═══ RECORDS SHOWN ═══

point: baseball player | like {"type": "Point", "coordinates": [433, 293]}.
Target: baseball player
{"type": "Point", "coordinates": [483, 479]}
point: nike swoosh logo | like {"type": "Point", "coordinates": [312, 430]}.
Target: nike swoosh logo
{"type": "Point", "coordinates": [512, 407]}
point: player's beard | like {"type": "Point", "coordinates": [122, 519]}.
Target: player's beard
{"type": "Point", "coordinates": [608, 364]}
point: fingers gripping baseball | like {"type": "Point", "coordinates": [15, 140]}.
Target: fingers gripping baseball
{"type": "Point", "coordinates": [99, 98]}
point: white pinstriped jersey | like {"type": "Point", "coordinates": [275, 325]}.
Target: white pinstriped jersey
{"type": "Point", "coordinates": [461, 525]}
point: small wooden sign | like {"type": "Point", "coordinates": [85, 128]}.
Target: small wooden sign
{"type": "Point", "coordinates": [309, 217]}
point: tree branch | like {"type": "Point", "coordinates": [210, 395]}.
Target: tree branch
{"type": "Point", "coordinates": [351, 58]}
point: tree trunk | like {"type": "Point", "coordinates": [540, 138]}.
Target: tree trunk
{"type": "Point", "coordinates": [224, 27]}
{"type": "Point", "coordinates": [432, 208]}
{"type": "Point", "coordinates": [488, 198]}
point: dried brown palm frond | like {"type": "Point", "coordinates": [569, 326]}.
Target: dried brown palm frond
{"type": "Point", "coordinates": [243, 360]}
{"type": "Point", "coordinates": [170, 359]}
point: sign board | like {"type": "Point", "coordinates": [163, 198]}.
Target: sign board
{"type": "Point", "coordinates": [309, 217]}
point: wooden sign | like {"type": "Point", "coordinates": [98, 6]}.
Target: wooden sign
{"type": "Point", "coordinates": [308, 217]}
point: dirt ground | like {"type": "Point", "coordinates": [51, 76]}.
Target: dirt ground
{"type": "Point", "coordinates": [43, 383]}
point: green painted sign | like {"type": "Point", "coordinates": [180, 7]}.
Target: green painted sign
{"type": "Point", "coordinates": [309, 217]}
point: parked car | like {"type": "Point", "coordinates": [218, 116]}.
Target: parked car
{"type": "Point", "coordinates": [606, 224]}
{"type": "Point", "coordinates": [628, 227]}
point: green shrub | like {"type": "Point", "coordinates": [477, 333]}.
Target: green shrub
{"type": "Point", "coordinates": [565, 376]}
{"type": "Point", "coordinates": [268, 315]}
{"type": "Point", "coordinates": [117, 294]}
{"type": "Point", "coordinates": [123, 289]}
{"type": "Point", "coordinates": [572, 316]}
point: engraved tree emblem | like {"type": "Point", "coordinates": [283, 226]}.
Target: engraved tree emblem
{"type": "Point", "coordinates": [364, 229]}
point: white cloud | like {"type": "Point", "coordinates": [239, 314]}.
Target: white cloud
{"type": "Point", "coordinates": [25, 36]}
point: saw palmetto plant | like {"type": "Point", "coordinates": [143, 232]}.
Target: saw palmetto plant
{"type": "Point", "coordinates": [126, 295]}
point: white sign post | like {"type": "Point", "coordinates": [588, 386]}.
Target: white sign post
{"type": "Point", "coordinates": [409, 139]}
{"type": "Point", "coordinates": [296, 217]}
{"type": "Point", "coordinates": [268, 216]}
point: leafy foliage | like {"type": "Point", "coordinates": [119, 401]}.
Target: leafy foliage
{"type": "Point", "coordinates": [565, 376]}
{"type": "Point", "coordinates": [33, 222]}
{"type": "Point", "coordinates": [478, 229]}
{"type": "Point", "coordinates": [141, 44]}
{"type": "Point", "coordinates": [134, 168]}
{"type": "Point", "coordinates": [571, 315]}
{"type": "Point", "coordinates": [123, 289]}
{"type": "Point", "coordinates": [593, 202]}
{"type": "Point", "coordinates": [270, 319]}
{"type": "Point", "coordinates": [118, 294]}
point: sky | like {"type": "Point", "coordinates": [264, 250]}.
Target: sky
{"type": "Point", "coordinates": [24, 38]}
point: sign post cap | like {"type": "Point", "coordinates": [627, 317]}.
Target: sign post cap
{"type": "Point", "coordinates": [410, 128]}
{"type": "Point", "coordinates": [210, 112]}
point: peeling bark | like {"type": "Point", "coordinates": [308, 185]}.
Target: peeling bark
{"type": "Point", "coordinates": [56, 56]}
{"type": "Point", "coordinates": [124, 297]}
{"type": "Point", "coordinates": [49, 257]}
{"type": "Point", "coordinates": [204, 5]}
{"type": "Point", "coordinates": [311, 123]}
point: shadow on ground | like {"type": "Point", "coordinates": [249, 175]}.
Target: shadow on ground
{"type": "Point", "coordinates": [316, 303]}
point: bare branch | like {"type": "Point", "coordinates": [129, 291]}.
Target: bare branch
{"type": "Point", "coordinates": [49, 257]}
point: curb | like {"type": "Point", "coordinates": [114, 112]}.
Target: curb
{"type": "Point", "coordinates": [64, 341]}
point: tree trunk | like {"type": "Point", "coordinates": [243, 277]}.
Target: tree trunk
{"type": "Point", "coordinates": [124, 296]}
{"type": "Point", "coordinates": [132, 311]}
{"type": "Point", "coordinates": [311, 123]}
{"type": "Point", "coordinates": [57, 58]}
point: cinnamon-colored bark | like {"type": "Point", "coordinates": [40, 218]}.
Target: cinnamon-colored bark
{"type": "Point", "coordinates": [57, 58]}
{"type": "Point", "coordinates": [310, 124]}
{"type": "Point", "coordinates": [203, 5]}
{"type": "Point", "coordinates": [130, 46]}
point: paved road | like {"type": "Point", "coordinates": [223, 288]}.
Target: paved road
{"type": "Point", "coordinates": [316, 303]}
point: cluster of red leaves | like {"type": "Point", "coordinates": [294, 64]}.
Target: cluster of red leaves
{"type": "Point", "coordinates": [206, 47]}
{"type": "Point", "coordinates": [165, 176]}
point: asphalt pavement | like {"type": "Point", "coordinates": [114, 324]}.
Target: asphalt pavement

═══

--- WHAT TO DO ---
When you answer, repeat all of the material exactly as given.

--- RESPONSE ---
point: baseball player | like {"type": "Point", "coordinates": [433, 293]}.
Target: baseball player
{"type": "Point", "coordinates": [483, 479]}
point: nike swoosh logo | like {"type": "Point", "coordinates": [312, 430]}.
Target: nike swoosh logo
{"type": "Point", "coordinates": [512, 407]}
point: player's beard | like {"type": "Point", "coordinates": [122, 519]}.
Target: player's beard
{"type": "Point", "coordinates": [608, 364]}
point: fingers gripping baseball | like {"type": "Point", "coordinates": [15, 140]}.
Target: fingers gripping baseball
{"type": "Point", "coordinates": [99, 98]}
point: white pinstriped jersey | like {"type": "Point", "coordinates": [275, 325]}.
Target: white pinstriped jersey
{"type": "Point", "coordinates": [461, 525]}
point: small wooden sign | like {"type": "Point", "coordinates": [85, 128]}.
Target: small wooden sign
{"type": "Point", "coordinates": [309, 217]}
point: tree branch | like {"type": "Point", "coordinates": [210, 395]}.
Target: tree branch
{"type": "Point", "coordinates": [351, 58]}
point: tree trunk | like {"type": "Point", "coordinates": [540, 138]}.
Target: tree trunk
{"type": "Point", "coordinates": [224, 27]}
{"type": "Point", "coordinates": [432, 208]}
{"type": "Point", "coordinates": [488, 198]}
point: dried brown palm frond | like {"type": "Point", "coordinates": [569, 326]}.
Target: dried brown palm frond
{"type": "Point", "coordinates": [243, 360]}
{"type": "Point", "coordinates": [170, 359]}
point: sign board | like {"type": "Point", "coordinates": [163, 198]}.
Target: sign board
{"type": "Point", "coordinates": [309, 217]}
point: wooden sign | like {"type": "Point", "coordinates": [98, 6]}.
Target: wooden sign
{"type": "Point", "coordinates": [308, 217]}
point: dirt ground | like {"type": "Point", "coordinates": [51, 76]}.
Target: dirt ground
{"type": "Point", "coordinates": [43, 383]}
point: green painted sign | like {"type": "Point", "coordinates": [180, 7]}.
Target: green painted sign
{"type": "Point", "coordinates": [309, 217]}
point: parked car | like {"type": "Point", "coordinates": [218, 116]}.
Target: parked car
{"type": "Point", "coordinates": [606, 224]}
{"type": "Point", "coordinates": [628, 227]}
point: green shrub | like {"type": "Point", "coordinates": [477, 333]}.
Target: green shrub
{"type": "Point", "coordinates": [565, 376]}
{"type": "Point", "coordinates": [268, 315]}
{"type": "Point", "coordinates": [117, 294]}
{"type": "Point", "coordinates": [123, 289]}
{"type": "Point", "coordinates": [572, 316]}
point: engraved tree emblem | like {"type": "Point", "coordinates": [283, 226]}.
Target: engraved tree emblem
{"type": "Point", "coordinates": [364, 229]}
point: white cloud | like {"type": "Point", "coordinates": [239, 314]}.
Target: white cloud
{"type": "Point", "coordinates": [25, 36]}
point: saw palmetto plant | like {"type": "Point", "coordinates": [143, 232]}.
Target: saw palmetto plant
{"type": "Point", "coordinates": [126, 295]}
point: white sign post | like {"type": "Point", "coordinates": [588, 386]}.
Target: white sign post
{"type": "Point", "coordinates": [409, 139]}
{"type": "Point", "coordinates": [296, 217]}
{"type": "Point", "coordinates": [268, 216]}
point: leafy foliage | like {"type": "Point", "coordinates": [119, 401]}.
Target: leafy foliage
{"type": "Point", "coordinates": [565, 376]}
{"type": "Point", "coordinates": [33, 222]}
{"type": "Point", "coordinates": [478, 229]}
{"type": "Point", "coordinates": [141, 44]}
{"type": "Point", "coordinates": [134, 168]}
{"type": "Point", "coordinates": [571, 315]}
{"type": "Point", "coordinates": [123, 289]}
{"type": "Point", "coordinates": [593, 202]}
{"type": "Point", "coordinates": [270, 319]}
{"type": "Point", "coordinates": [118, 294]}
point: sky | like {"type": "Point", "coordinates": [264, 250]}.
Target: sky
{"type": "Point", "coordinates": [24, 38]}
point: sign post cap | like {"type": "Point", "coordinates": [627, 317]}.
Target: sign post cap
{"type": "Point", "coordinates": [410, 128]}
{"type": "Point", "coordinates": [210, 112]}
point: peeling bark | like {"type": "Point", "coordinates": [308, 185]}.
Target: peeling bark
{"type": "Point", "coordinates": [56, 56]}
{"type": "Point", "coordinates": [124, 297]}
{"type": "Point", "coordinates": [49, 257]}
{"type": "Point", "coordinates": [204, 5]}
{"type": "Point", "coordinates": [311, 123]}
point: shadow on ground | like {"type": "Point", "coordinates": [249, 175]}.
Target: shadow on ground
{"type": "Point", "coordinates": [316, 303]}
point: bare branch | like {"type": "Point", "coordinates": [129, 291]}.
Target: bare branch
{"type": "Point", "coordinates": [49, 257]}
point: curb | like {"type": "Point", "coordinates": [114, 112]}.
Target: curb
{"type": "Point", "coordinates": [64, 341]}
point: tree trunk | like {"type": "Point", "coordinates": [243, 277]}.
Target: tree trunk
{"type": "Point", "coordinates": [124, 296]}
{"type": "Point", "coordinates": [132, 311]}
{"type": "Point", "coordinates": [311, 123]}
{"type": "Point", "coordinates": [57, 58]}
point: cinnamon-colored bark | like {"type": "Point", "coordinates": [40, 218]}.
Target: cinnamon-colored bark
{"type": "Point", "coordinates": [57, 58]}
{"type": "Point", "coordinates": [310, 124]}
{"type": "Point", "coordinates": [203, 5]}
{"type": "Point", "coordinates": [130, 46]}
point: paved road | like {"type": "Point", "coordinates": [223, 288]}.
Target: paved road
{"type": "Point", "coordinates": [316, 303]}
point: cluster of red leaves | like {"type": "Point", "coordinates": [294, 64]}.
Target: cluster of red leaves
{"type": "Point", "coordinates": [206, 47]}
{"type": "Point", "coordinates": [165, 176]}
point: asphalt pavement | like {"type": "Point", "coordinates": [114, 324]}.
Target: asphalt pavement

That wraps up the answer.